── Article

Noise suppression is essential in real-time speech communication, yet common evaluation metrics often capture different aspects of performance. This paper investigates the trade-off between perceptual quality and intelligibility in speech enhanced by the Dual-Signal Transformation LSTM Network (DTLN). A dataset of 1,360 noisy mixtures was created from English and Indonesian speech combined with environmental noise at multiple SNR levels. Objective evaluation was conducted using Perceptual Evaluation of Speech Quality (PESQ), Short-Time Objective Intelligibility (STOI), and Mean Square Error (MSE). Results reveal a weak negative correlation between PESQ and STOI (r = –0.265), indicating that cleaner-sounding speech is not always easier to understand. Correlations involving MSE were negligible (PESQ–MSE: r = –0.008; STOI–MSE: r = 0.074), confirming its limited perceptual relevance. These findings demonstrate that perceptual quality and intelligibility are not interchangeable, and that relying solely on MSE is insufficient. The study recommends intelligibility-aware training objectives and multi-metric evaluation strategies to balance comfort and clarity in practical applications such as telemedicine and online learning.

────

Given problem A
Reproduce the rows starting at the line that contains "Accessibility service: describe where the warm" and ending at the line that contains "[108,107,347,217]", changing "gabled roof" to "pitched roof" and leaving all else unchanged. Leave the pictures out of the answer.

── Available data

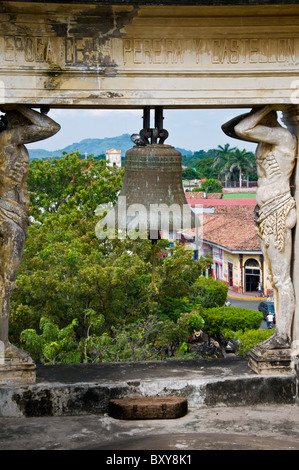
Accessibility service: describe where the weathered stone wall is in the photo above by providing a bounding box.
[0,1,299,107]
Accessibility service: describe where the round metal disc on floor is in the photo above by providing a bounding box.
[108,397,188,420]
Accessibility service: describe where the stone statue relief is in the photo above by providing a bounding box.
[222,105,297,350]
[0,106,60,362]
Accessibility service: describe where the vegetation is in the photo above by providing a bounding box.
[199,178,222,193]
[183,144,257,182]
[10,152,268,363]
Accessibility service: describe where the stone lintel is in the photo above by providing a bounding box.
[0,363,36,386]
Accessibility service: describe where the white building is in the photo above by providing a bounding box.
[106,149,121,167]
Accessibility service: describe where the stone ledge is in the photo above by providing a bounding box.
[248,348,295,375]
[0,374,296,417]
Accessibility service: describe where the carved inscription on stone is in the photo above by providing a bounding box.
[0,35,114,67]
[0,35,299,71]
[123,38,298,66]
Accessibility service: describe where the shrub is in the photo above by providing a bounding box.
[233,328,275,356]
[193,276,228,308]
[201,307,263,336]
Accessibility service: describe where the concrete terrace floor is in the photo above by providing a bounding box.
[0,359,299,452]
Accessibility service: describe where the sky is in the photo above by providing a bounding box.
[27,108,256,152]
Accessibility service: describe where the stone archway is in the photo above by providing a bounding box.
[0,0,299,382]
[244,258,261,293]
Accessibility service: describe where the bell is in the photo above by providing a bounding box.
[97,106,196,240]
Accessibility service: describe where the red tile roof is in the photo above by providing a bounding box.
[187,198,256,206]
[183,210,261,252]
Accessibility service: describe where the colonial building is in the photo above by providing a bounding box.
[180,201,273,296]
[106,149,121,167]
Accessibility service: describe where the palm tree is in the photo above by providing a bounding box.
[212,144,236,186]
[229,148,255,187]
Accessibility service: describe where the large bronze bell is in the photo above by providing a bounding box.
[98,108,196,239]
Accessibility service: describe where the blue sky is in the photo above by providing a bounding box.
[27,109,256,152]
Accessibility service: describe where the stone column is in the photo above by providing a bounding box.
[282,104,299,356]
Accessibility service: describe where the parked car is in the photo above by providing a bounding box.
[258,300,275,320]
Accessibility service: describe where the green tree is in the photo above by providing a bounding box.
[213,144,236,181]
[27,152,123,221]
[228,148,256,186]
[182,167,199,180]
[199,178,222,193]
[195,158,219,179]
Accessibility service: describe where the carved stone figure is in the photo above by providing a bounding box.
[222,105,297,349]
[0,106,60,362]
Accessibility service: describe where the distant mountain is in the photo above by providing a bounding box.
[28,134,193,159]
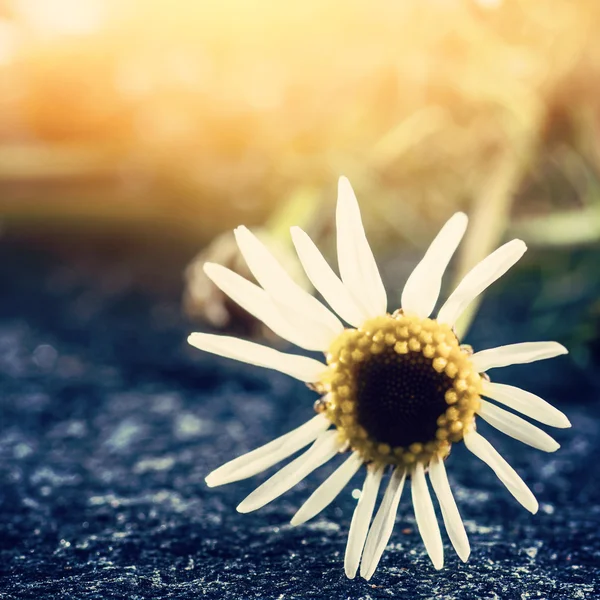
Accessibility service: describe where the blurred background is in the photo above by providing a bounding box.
[0,0,600,352]
[0,0,600,600]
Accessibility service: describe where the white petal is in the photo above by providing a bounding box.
[235,227,344,350]
[438,240,527,325]
[188,333,327,383]
[402,213,469,319]
[336,177,387,317]
[477,400,560,452]
[471,342,569,373]
[291,227,368,327]
[411,463,444,569]
[344,465,383,579]
[206,414,331,487]
[292,452,363,527]
[429,456,471,562]
[483,381,571,428]
[464,431,538,514]
[204,263,323,351]
[360,467,406,581]
[237,431,341,513]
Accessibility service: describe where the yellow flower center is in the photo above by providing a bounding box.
[317,311,481,466]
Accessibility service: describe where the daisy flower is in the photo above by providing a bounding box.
[188,177,570,580]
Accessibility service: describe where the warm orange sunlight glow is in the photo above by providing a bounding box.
[0,0,600,246]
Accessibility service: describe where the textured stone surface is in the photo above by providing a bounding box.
[0,241,600,600]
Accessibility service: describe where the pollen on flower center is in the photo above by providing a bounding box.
[355,348,452,447]
[321,312,481,465]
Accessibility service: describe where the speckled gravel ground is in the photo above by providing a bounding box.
[0,241,600,600]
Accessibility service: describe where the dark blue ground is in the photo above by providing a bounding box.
[0,237,600,600]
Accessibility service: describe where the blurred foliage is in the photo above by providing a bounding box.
[0,0,600,346]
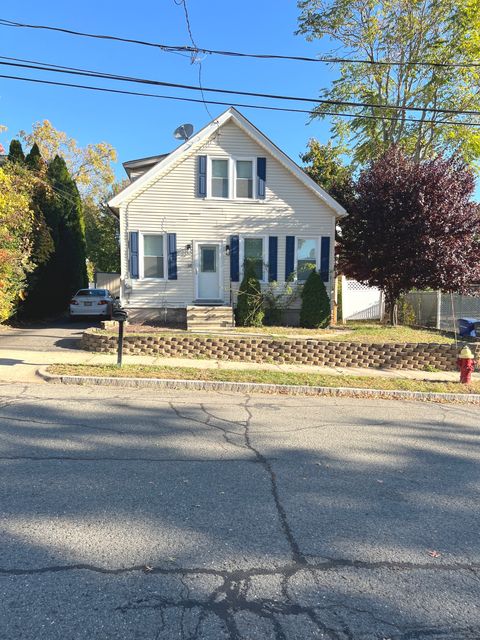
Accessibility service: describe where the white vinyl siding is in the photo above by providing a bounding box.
[240,235,268,282]
[121,122,335,308]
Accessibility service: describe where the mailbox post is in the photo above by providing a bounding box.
[112,307,128,367]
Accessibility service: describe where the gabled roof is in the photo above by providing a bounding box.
[108,107,347,217]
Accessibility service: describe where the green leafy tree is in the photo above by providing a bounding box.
[297,0,480,164]
[20,120,117,200]
[84,198,120,273]
[25,156,88,317]
[8,140,25,164]
[0,163,34,322]
[300,269,330,329]
[20,144,54,270]
[236,260,265,327]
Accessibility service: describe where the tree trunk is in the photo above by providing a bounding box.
[385,288,398,327]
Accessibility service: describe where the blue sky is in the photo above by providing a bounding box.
[0,0,334,178]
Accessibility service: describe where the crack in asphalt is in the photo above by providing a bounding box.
[243,397,306,564]
[169,395,306,564]
[0,456,258,464]
[0,558,480,581]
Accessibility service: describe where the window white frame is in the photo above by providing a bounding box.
[207,156,233,202]
[294,236,320,282]
[232,157,257,202]
[239,234,268,284]
[207,155,264,203]
[138,231,168,282]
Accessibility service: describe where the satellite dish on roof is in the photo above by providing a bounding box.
[173,123,193,140]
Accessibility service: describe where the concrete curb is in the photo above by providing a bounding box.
[37,367,480,404]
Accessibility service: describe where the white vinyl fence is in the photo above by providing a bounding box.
[342,276,384,320]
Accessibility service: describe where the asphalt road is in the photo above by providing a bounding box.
[0,319,100,352]
[0,384,480,640]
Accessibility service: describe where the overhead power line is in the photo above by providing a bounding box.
[0,56,480,116]
[0,74,480,127]
[0,18,480,68]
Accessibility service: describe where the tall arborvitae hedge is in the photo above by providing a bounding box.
[24,155,88,318]
[235,260,265,327]
[300,269,330,329]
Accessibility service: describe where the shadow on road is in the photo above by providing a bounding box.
[0,388,480,638]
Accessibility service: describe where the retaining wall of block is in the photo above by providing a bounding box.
[82,329,480,371]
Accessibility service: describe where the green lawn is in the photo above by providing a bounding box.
[100,323,454,344]
[235,322,460,344]
[48,364,480,393]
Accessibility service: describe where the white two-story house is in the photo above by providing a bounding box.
[109,108,346,325]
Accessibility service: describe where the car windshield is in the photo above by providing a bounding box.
[75,289,108,298]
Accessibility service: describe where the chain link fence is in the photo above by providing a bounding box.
[405,287,480,331]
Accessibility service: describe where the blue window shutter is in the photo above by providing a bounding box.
[230,236,240,282]
[257,158,267,200]
[198,156,207,198]
[320,236,330,282]
[285,236,295,282]
[268,236,278,282]
[128,231,138,278]
[167,233,177,280]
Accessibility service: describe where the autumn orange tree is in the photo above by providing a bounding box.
[0,163,35,322]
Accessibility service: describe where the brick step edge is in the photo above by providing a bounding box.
[37,367,480,404]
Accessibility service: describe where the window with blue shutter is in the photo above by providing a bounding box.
[268,236,278,282]
[197,156,207,198]
[285,236,295,281]
[230,236,240,282]
[128,231,138,278]
[167,233,177,280]
[320,236,330,282]
[257,158,267,200]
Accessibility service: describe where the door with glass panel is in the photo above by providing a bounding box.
[197,243,221,300]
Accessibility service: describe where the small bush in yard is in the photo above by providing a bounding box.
[236,261,265,327]
[300,270,330,329]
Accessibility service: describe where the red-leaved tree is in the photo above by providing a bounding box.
[339,147,480,324]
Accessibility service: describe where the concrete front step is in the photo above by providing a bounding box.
[187,306,233,331]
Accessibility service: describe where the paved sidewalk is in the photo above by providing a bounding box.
[0,349,480,382]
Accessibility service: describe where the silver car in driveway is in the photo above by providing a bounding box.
[70,289,119,319]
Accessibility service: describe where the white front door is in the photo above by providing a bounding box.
[197,243,221,300]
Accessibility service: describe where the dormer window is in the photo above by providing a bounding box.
[197,155,267,201]
[212,158,229,198]
[235,160,253,198]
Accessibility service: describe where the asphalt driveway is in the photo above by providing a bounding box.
[0,384,480,640]
[0,319,100,356]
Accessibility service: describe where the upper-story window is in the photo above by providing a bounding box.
[212,158,229,198]
[235,160,253,198]
[200,155,267,201]
[142,234,165,278]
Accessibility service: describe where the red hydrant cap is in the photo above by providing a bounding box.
[458,345,474,360]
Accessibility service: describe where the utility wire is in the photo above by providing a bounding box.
[0,56,480,116]
[0,74,480,127]
[0,16,480,68]
[174,0,213,120]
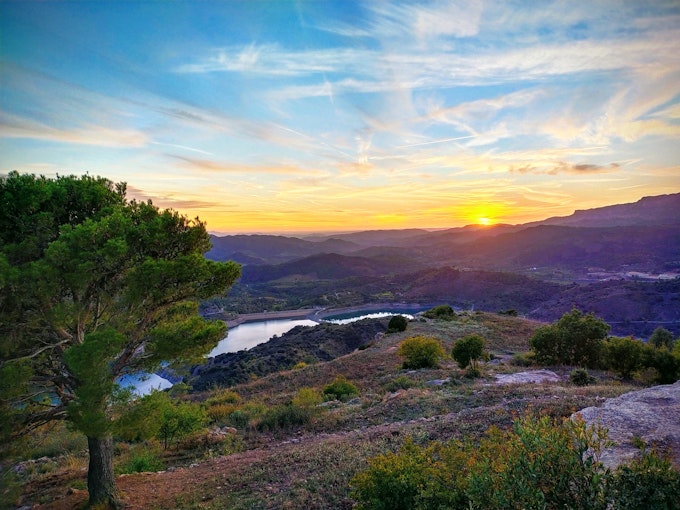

────

Given problem B
In the noise suppression abstract, what correlation coefficient was reported between PESQ and STOI?

Task answer A
Accessibility service: describe where the warm orange sunlight glow is in the photo above by providing a bounding box.
[0,0,600,246]
Accessibility service: describe where the textured stone surface is in the photo above by providing a bounding box.
[0,241,600,600]
Accessibility service: describe where the pollen on flower center is in the photo above by providing a bounding box.
[355,348,452,447]
[321,312,481,465]
Accessibility service: describe where the speckled gravel ground is in the photo above by providing a bounding box.
[0,241,600,600]
Accessibility service: describe where the dark blue ground is in the photo above by providing a bounding box.
[0,237,600,600]
Accessibility service: describe where the blurred foliage is in the photo above by providing a bounding box.
[0,0,600,346]
Accessibility service: describe where the white vinyl siding is in the photo above by providing a bounding box.
[240,235,268,282]
[121,122,335,308]
Accessibility service: describe where the mailbox post is in the photo above by providing a bounding box.
[112,307,128,367]
Accessibility service: describe where the pitched roof is in the photo above by providing a bounding box.
[108,107,347,217]

Task answer B
r = –0.265, a weak negative correlation.